## Required action
Beginning with the line where "of the flood" occurs, set down each line of the records through the final one, exactly and without additions.

## Stored entries

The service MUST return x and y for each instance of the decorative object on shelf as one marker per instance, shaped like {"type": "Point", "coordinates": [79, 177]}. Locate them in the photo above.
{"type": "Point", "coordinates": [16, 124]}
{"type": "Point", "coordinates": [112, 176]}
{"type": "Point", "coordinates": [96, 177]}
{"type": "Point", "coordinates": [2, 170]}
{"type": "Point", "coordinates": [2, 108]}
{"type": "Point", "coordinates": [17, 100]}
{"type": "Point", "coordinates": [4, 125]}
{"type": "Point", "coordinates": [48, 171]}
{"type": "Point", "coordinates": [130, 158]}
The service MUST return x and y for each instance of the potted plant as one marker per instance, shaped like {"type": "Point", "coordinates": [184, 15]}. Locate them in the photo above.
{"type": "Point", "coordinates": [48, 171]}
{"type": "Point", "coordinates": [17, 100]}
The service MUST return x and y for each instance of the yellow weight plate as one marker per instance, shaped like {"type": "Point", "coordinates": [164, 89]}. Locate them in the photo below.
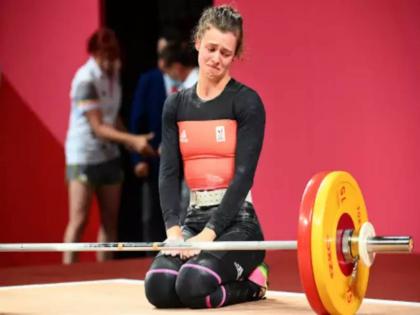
{"type": "Point", "coordinates": [338, 195]}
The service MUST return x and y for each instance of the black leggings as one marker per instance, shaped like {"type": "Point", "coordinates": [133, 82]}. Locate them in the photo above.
{"type": "Point", "coordinates": [210, 279]}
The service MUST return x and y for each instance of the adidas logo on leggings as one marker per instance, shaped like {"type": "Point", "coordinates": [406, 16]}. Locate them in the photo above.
{"type": "Point", "coordinates": [239, 270]}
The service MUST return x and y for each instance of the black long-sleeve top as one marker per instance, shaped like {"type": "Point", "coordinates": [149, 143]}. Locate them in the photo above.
{"type": "Point", "coordinates": [237, 102]}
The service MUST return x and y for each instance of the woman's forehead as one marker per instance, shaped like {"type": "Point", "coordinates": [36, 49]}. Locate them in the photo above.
{"type": "Point", "coordinates": [215, 36]}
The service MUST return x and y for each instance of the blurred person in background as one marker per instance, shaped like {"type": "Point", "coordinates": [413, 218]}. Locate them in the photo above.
{"type": "Point", "coordinates": [146, 116]}
{"type": "Point", "coordinates": [91, 149]}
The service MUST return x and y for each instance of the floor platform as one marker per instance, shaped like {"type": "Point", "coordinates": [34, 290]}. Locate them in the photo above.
{"type": "Point", "coordinates": [123, 296]}
{"type": "Point", "coordinates": [85, 288]}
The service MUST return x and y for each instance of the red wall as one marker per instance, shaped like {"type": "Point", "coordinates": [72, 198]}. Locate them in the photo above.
{"type": "Point", "coordinates": [41, 45]}
{"type": "Point", "coordinates": [340, 82]}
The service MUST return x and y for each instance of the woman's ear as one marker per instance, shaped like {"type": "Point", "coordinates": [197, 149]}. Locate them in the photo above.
{"type": "Point", "coordinates": [197, 44]}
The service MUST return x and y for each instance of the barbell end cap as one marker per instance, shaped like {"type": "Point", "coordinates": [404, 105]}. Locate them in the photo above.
{"type": "Point", "coordinates": [366, 231]}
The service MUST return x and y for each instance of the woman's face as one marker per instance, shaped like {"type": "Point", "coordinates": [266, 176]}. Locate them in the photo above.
{"type": "Point", "coordinates": [216, 51]}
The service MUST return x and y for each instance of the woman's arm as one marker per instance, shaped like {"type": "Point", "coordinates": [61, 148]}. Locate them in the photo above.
{"type": "Point", "coordinates": [250, 116]}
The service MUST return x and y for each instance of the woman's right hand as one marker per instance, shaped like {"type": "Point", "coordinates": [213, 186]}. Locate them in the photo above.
{"type": "Point", "coordinates": [140, 144]}
{"type": "Point", "coordinates": [174, 234]}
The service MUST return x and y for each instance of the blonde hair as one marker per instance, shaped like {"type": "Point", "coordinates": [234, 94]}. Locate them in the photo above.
{"type": "Point", "coordinates": [226, 19]}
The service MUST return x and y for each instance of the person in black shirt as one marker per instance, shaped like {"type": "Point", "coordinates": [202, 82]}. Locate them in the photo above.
{"type": "Point", "coordinates": [213, 133]}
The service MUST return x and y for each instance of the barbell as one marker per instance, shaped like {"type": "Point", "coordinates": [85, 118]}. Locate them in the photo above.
{"type": "Point", "coordinates": [336, 244]}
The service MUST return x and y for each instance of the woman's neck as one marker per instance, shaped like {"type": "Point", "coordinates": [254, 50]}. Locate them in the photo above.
{"type": "Point", "coordinates": [209, 89]}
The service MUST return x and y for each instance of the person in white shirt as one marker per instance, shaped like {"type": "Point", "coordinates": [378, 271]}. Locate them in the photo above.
{"type": "Point", "coordinates": [91, 148]}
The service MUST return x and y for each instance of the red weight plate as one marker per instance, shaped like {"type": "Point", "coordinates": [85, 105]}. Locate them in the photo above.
{"type": "Point", "coordinates": [304, 243]}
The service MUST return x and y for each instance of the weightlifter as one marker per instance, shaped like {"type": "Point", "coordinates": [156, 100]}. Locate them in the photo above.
{"type": "Point", "coordinates": [216, 128]}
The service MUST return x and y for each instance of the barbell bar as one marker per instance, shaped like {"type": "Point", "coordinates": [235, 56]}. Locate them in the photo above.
{"type": "Point", "coordinates": [336, 244]}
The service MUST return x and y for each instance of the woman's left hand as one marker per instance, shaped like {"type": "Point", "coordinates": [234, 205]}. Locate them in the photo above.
{"type": "Point", "coordinates": [206, 235]}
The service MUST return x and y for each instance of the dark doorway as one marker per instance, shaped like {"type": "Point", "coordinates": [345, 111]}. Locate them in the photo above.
{"type": "Point", "coordinates": [138, 25]}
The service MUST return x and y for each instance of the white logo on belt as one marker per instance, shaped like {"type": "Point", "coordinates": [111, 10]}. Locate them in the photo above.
{"type": "Point", "coordinates": [183, 137]}
{"type": "Point", "coordinates": [220, 134]}
{"type": "Point", "coordinates": [239, 270]}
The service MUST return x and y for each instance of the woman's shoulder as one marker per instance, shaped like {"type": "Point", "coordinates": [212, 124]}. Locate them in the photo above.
{"type": "Point", "coordinates": [246, 94]}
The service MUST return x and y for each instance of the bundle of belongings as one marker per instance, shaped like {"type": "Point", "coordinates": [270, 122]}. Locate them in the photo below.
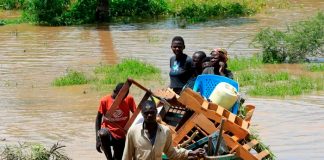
{"type": "Point", "coordinates": [206, 117]}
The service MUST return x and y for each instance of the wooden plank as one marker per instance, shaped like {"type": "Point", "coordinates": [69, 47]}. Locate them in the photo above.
{"type": "Point", "coordinates": [205, 104]}
{"type": "Point", "coordinates": [213, 106]}
{"type": "Point", "coordinates": [194, 105]}
{"type": "Point", "coordinates": [250, 109]}
{"type": "Point", "coordinates": [262, 154]}
{"type": "Point", "coordinates": [183, 131]}
{"type": "Point", "coordinates": [204, 123]}
{"type": "Point", "coordinates": [241, 151]}
{"type": "Point", "coordinates": [250, 144]}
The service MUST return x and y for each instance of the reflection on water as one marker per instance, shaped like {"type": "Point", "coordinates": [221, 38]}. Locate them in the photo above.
{"type": "Point", "coordinates": [292, 127]}
{"type": "Point", "coordinates": [32, 56]}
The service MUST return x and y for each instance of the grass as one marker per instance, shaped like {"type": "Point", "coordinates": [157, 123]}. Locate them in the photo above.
{"type": "Point", "coordinates": [66, 12]}
{"type": "Point", "coordinates": [108, 75]}
{"type": "Point", "coordinates": [201, 10]}
{"type": "Point", "coordinates": [261, 146]}
{"type": "Point", "coordinates": [300, 40]}
{"type": "Point", "coordinates": [112, 74]}
{"type": "Point", "coordinates": [71, 78]}
{"type": "Point", "coordinates": [314, 67]}
{"type": "Point", "coordinates": [260, 82]}
{"type": "Point", "coordinates": [32, 151]}
{"type": "Point", "coordinates": [244, 63]}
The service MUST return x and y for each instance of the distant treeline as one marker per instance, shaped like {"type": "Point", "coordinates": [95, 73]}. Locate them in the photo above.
{"type": "Point", "coordinates": [301, 40]}
{"type": "Point", "coordinates": [68, 12]}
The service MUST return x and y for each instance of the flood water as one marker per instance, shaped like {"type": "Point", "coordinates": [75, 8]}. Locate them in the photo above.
{"type": "Point", "coordinates": [32, 56]}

## Result of the exercise
The service MUST return x and y for each instance of the flood water as one marker per instance, shaped like {"type": "Point", "coordinates": [75, 8]}. Locate them in the photo above.
{"type": "Point", "coordinates": [32, 56]}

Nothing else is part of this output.